* [Problem to solve]
Copy out word for word the stretch of items from the very start through the line that contains "[198,178,669,201]", both ends included, and nothing beyond it.

[Region labeling items]
▼▼▼
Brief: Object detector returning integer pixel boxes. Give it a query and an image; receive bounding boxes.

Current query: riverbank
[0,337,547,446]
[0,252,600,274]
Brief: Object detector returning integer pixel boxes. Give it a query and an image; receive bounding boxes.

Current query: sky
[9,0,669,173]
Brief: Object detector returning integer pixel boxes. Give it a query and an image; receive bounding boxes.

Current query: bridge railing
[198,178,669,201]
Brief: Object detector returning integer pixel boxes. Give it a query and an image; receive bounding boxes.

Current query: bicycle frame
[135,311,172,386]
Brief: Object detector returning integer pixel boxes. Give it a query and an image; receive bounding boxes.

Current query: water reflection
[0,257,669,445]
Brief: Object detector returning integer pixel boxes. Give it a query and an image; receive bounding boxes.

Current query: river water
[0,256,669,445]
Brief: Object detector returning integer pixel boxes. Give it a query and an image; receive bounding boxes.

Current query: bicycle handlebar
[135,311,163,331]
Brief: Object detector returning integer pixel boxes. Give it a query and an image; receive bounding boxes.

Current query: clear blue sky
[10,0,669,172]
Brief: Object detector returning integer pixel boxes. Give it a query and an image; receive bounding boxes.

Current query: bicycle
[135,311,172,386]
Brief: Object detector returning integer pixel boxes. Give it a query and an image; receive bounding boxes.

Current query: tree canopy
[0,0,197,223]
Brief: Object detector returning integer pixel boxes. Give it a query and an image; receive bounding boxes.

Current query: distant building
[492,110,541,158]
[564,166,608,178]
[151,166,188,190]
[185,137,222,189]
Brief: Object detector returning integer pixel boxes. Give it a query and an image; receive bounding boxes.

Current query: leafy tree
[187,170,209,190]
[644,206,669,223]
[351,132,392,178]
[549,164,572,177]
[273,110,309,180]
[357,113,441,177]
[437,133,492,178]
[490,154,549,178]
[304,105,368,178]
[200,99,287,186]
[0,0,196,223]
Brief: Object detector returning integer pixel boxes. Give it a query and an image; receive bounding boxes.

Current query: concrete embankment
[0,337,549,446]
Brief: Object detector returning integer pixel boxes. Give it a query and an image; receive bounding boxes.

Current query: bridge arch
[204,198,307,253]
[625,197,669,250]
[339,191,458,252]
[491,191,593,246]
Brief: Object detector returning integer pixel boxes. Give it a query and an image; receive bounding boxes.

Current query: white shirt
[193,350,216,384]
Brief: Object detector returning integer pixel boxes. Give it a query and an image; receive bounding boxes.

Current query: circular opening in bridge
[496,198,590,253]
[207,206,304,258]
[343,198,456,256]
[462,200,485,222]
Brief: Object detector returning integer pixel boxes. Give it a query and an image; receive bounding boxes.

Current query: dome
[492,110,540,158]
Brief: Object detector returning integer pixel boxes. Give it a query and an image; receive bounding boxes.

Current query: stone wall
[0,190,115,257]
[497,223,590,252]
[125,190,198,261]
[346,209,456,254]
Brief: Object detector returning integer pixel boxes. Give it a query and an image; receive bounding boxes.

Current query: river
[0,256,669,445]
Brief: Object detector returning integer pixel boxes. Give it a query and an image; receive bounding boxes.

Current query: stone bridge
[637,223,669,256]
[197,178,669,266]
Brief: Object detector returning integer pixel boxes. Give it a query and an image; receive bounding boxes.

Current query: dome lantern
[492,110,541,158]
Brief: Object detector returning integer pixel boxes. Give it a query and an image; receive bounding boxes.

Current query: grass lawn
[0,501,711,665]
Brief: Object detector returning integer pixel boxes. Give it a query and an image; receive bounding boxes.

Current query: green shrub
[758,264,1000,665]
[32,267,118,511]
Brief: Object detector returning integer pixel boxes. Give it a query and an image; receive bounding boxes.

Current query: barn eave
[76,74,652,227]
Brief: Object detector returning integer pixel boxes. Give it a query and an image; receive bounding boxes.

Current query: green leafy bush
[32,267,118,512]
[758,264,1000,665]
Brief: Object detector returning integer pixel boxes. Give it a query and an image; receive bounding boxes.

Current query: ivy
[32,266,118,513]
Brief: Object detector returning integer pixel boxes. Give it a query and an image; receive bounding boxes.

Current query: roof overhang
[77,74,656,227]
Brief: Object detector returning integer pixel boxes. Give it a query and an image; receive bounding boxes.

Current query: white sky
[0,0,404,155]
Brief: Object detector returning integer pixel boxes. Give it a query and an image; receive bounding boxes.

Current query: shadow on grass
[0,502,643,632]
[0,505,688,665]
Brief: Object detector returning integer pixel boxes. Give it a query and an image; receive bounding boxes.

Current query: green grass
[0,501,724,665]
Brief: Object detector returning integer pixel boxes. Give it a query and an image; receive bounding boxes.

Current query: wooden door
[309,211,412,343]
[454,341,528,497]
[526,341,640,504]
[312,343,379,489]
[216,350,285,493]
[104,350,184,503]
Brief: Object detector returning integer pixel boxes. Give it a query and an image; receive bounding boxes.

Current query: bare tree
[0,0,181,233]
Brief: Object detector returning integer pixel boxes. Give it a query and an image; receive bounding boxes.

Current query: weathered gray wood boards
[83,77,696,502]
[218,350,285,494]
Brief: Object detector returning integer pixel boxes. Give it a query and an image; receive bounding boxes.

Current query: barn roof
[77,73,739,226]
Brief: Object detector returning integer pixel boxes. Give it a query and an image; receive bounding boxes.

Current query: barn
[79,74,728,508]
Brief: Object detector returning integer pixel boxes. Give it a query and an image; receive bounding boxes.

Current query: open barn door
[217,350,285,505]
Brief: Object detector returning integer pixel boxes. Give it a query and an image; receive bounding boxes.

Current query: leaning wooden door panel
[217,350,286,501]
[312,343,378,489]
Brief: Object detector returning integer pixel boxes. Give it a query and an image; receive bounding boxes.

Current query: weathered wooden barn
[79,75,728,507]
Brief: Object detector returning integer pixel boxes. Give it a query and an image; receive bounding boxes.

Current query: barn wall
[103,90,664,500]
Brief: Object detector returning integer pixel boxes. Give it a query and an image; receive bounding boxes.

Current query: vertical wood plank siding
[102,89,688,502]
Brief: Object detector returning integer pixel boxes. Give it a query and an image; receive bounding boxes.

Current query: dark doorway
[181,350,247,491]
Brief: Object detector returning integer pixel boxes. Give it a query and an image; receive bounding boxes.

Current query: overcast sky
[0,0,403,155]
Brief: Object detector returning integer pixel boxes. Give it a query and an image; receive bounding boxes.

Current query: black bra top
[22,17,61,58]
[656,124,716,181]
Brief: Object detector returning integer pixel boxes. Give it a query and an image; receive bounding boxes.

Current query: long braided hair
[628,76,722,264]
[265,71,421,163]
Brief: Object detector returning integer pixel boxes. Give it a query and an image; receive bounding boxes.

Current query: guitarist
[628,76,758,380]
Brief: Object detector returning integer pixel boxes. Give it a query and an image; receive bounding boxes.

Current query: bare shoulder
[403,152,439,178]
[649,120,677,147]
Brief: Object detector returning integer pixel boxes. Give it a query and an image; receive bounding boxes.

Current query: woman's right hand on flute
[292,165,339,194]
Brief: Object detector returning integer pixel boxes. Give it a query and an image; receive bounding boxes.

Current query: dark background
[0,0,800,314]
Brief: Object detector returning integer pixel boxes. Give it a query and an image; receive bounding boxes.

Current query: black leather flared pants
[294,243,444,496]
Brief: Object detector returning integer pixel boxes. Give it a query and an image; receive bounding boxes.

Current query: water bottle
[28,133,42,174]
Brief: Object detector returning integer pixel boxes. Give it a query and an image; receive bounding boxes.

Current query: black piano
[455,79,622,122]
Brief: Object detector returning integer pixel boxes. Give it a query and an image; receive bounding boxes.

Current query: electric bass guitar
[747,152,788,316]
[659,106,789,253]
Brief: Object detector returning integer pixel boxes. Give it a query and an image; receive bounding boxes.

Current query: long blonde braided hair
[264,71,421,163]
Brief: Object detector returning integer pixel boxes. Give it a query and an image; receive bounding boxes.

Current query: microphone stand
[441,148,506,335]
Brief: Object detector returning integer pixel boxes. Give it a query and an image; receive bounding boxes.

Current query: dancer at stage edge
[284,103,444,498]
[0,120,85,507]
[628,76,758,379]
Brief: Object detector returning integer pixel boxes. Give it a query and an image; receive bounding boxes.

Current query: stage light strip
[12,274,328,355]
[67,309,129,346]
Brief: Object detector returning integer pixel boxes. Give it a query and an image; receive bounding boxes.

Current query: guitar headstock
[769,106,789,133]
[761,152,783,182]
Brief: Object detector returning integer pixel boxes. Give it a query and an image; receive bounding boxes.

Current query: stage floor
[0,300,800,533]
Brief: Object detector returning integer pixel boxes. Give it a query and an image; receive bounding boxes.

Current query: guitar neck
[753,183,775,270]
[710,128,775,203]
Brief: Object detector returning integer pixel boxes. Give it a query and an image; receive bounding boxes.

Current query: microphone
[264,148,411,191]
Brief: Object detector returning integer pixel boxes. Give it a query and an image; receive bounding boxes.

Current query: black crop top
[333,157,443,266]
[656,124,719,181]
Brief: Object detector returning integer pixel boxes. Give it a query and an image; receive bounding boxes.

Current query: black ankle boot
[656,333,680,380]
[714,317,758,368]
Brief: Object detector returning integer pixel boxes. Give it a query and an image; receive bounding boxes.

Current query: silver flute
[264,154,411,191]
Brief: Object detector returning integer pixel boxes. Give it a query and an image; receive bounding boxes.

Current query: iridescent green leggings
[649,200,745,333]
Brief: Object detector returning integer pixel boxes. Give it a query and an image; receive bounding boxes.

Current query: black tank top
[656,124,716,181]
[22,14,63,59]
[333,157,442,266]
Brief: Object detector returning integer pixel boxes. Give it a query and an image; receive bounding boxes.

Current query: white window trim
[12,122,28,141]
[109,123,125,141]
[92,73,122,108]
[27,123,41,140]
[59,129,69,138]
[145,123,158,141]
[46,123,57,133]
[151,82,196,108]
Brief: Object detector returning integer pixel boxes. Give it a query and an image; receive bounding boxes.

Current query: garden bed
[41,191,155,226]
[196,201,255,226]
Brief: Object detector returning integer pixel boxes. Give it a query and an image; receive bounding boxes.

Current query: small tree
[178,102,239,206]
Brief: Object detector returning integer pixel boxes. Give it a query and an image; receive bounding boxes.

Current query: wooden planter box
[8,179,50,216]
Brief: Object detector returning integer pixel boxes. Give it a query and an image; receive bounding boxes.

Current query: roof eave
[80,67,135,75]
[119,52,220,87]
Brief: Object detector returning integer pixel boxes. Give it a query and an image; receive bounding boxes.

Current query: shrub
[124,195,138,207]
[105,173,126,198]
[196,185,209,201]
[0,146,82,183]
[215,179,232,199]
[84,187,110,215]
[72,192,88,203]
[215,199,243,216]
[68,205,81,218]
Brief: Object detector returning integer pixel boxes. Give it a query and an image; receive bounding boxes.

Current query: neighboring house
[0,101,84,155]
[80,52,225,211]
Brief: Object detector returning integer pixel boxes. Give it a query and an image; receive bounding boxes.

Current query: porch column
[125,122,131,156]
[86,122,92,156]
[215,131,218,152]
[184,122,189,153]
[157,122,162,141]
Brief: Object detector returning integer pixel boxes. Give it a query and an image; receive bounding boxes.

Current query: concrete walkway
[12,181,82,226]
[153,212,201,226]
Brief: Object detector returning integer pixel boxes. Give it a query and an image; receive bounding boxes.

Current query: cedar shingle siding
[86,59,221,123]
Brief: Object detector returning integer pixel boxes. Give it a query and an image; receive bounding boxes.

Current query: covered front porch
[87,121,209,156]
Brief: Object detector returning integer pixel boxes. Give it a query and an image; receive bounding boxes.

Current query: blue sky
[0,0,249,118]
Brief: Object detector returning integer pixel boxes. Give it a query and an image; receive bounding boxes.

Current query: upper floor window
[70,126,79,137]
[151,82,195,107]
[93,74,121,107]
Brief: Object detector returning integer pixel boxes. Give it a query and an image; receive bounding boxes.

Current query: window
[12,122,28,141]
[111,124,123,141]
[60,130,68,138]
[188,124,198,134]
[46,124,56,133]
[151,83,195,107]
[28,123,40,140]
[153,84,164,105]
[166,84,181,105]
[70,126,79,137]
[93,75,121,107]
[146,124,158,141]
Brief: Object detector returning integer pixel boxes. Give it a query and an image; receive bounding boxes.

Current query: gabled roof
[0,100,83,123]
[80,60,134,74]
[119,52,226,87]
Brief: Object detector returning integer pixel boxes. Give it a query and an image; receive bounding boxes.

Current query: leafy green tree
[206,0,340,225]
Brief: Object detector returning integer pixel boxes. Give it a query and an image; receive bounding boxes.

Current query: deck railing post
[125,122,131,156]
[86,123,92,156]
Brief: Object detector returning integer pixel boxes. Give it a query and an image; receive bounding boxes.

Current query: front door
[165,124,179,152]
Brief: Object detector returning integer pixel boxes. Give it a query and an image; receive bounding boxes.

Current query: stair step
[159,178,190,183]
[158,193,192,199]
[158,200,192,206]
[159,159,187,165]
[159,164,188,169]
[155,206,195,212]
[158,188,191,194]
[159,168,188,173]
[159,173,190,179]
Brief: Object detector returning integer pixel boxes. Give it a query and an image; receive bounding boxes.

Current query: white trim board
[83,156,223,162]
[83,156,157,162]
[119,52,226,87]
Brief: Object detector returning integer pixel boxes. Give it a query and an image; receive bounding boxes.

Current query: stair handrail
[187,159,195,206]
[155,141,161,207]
▲▲▲
* [Written solution]
Brief: Object detector returning integer pixel boxes. Give it a query and an image; receive bounding boxes.

Current query: riverbank
[0,337,547,446]
[0,252,600,274]
Brief: Object detector returning integer pixel boxes. Give it a query and an image; receive bounding boxes.

Current query: sky
[9,0,669,173]
Brief: Object detector returning integer pixel boxes. Give it a query and an image; receive bounding boxes.

Current query: bridge railing
[198,178,669,201]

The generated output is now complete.